= Beginning of Section =

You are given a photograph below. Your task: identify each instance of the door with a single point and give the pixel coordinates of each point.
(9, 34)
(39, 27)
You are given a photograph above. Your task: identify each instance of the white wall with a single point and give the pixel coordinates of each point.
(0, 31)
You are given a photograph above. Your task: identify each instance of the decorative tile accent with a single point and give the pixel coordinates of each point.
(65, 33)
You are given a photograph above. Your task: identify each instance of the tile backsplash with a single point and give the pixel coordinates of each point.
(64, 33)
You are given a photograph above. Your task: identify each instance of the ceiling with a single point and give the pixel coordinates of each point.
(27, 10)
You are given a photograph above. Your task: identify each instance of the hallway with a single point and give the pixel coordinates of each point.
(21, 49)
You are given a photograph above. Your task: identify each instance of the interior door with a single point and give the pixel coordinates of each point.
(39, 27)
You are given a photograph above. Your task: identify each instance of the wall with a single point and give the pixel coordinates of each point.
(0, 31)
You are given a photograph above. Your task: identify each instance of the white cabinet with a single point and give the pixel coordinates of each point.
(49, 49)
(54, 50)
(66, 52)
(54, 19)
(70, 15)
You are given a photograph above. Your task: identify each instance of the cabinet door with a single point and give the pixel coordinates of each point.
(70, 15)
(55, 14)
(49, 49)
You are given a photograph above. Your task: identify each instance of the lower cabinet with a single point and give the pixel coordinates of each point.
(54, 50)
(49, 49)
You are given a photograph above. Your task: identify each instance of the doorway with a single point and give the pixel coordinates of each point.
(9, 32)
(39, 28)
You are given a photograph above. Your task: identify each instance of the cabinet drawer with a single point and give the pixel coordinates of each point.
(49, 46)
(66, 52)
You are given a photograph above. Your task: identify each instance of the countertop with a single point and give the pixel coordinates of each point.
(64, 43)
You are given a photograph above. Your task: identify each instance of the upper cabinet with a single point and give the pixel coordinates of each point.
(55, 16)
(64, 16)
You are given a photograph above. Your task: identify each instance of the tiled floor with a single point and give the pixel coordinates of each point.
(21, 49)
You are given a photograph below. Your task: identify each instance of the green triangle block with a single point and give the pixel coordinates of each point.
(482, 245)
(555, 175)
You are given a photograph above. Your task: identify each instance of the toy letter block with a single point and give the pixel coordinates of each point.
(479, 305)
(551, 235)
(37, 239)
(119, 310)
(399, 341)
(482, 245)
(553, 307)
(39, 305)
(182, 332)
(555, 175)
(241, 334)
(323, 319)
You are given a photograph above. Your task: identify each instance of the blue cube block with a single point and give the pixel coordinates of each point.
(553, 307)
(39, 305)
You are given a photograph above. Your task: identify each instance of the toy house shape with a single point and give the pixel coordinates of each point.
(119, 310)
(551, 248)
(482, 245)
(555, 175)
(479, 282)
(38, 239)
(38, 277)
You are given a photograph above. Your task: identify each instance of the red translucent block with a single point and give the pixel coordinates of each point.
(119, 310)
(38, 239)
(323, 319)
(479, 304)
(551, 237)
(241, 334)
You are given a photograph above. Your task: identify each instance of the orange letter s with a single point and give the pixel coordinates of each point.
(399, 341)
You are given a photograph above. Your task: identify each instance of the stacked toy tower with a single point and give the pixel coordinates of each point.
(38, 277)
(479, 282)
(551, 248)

= End of Section =

* [Exercise]: The records above should be repeated word for word.

* [Exercise output]:
You are given a photograph below. Your task: identify each instance of the door with a single point and give the pixel coordinates of each point.
(9, 34)
(39, 27)
You are given a photograph above. Your task: identify each instance of the white wall with a single point and give the pixel coordinates of each point.
(0, 31)
You are given a photograph above. Your task: identify each instance of the decorative tile accent with a single point and give the pixel coordinates of each point.
(65, 33)
You are given a photograph above. Your task: identify each instance of the tile backsplash with a single point and give the pixel coordinates of each point.
(64, 33)
You are given a photograph above. Your task: identify each instance of the ceiling with a single point and give the pixel coordinates of each point.
(27, 10)
You are given a photograph above. Your task: identify each instance of the hallway with a single point and give the pixel coordinates of each point.
(21, 49)
You are given a photograph above. Your task: identify each instance of the interior door with a single point and give the pixel coordinates of each point.
(39, 27)
You are given a photograph above. Your task: identify each instance of the wall with a single point and give the pixel coordinates of each point.
(0, 31)
You are given a photograph above. Your task: identify each instance of the white cabinet with a single point and give the pixel coordinates of each point.
(49, 49)
(54, 50)
(66, 52)
(54, 19)
(70, 15)
You are given a photograph above. Your task: identify each instance of the cabinet door with a single point and give the pixel coordinates of each point.
(70, 15)
(55, 14)
(49, 49)
You are given a photograph above. Your task: identify each instance of the lower cabinet with a single point and give the pixel coordinates of each point.
(54, 50)
(49, 49)
You are given a photograph above. Your task: identify each instance of the doorway with a single point and give the pixel coordinates of each point.
(9, 32)
(39, 28)
You are given a photograph above. Your task: identify each instance of the cabinet drawer with a single point and give the pixel coordinates of each point.
(49, 46)
(66, 52)
You are given a photograph above. Your task: identify each instance of the countertop with a single point and give the pixel coordinates of each point.
(64, 43)
You are given a photograph above. Your task: identify each instance of the upper cabinet with a single point and give the pixel coordinates of each point.
(55, 16)
(64, 16)
You are given a photograph above. Your task: identify each instance of the tiled floor with a single point and give the pixel coordinates of each point.
(21, 49)
You are given a photograph below. Your task: identify each instance of the green triangle block with a single point and give the pixel coordinates of each point.
(482, 245)
(555, 175)
You are given a photograph above. Your task: identify each instance of the toy letter block with a single point and give the pixel coordinates of each point.
(479, 305)
(551, 235)
(37, 239)
(119, 310)
(399, 341)
(482, 245)
(553, 307)
(39, 305)
(182, 332)
(555, 175)
(241, 334)
(323, 319)
You are given a photograph above. Your task: identify each instance of the blue cube block with a single point and give the pixel coordinates of each point.
(553, 307)
(39, 305)
You are given a photograph above. Your task: identify each instance of the toy house shape with a single point and give the pixel coordinates of each point.
(119, 310)
(551, 248)
(482, 245)
(555, 175)
(479, 282)
(38, 239)
(38, 277)
You are given a photograph above. Your task: identify each instance of the red translucent block with a single point and give the pixel coordinates of each point.
(119, 310)
(38, 239)
(323, 319)
(479, 304)
(551, 237)
(241, 334)
You are given a photograph above. Your task: identify each instance of the orange letter s with a single point and give the pixel coordinates of each point.
(399, 341)
You are given a photograph above. Your task: identify each instance of the stacked toy tower with a single point and give the pixel coordinates of each point.
(38, 277)
(479, 282)
(551, 248)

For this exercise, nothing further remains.